What you should do:
Out of the data below, copy every line with the string "metal".

(Collected data entries)
┌────────

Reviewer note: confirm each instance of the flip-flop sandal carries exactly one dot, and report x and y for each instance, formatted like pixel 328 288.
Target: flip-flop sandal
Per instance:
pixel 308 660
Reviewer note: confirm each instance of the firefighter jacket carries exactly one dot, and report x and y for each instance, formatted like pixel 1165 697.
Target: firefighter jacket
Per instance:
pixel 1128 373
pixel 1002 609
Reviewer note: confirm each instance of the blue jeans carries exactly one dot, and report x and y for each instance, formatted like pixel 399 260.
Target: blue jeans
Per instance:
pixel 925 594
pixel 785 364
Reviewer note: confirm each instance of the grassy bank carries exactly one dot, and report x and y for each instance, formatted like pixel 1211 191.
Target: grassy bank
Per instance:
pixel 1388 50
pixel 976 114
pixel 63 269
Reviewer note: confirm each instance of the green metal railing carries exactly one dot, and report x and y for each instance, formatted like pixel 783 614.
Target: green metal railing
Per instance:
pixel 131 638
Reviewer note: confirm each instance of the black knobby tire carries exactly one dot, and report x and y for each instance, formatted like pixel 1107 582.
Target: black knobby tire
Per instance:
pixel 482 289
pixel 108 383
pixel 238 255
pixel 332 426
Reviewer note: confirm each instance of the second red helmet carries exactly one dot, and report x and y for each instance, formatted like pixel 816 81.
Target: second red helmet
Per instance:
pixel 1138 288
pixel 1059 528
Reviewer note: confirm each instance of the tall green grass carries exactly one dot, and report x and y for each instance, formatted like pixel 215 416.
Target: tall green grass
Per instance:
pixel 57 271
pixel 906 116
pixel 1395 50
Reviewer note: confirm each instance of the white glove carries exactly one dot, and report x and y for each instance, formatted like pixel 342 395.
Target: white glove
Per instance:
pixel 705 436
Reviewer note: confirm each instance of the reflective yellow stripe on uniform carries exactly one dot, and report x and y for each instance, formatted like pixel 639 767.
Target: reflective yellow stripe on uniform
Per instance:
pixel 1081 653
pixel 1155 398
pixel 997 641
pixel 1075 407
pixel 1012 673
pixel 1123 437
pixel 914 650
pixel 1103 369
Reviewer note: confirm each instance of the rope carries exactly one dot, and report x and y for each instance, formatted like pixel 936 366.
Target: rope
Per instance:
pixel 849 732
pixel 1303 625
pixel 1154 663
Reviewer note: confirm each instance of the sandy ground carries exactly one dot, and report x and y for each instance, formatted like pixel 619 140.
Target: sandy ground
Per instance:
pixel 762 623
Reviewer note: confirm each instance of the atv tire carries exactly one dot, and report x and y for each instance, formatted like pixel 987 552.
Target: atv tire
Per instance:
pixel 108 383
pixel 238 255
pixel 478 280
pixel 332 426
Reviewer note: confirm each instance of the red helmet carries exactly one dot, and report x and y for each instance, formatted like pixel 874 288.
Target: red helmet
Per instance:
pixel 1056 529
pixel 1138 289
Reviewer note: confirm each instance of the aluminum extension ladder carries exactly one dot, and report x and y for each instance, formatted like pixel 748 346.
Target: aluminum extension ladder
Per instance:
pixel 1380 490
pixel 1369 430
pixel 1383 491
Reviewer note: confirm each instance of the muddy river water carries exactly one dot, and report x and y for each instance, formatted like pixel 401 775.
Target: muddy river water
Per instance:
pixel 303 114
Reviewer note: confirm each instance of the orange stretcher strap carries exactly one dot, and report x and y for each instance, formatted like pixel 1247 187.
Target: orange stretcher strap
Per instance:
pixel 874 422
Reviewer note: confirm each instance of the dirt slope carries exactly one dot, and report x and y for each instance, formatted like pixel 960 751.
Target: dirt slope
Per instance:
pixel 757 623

└────────

Output for this task:
Reviewer note: confirm each instance of the green metal railing carries exactly one dot, and report x and y for each instance, formatted like pixel 783 614.
Target: green metal railing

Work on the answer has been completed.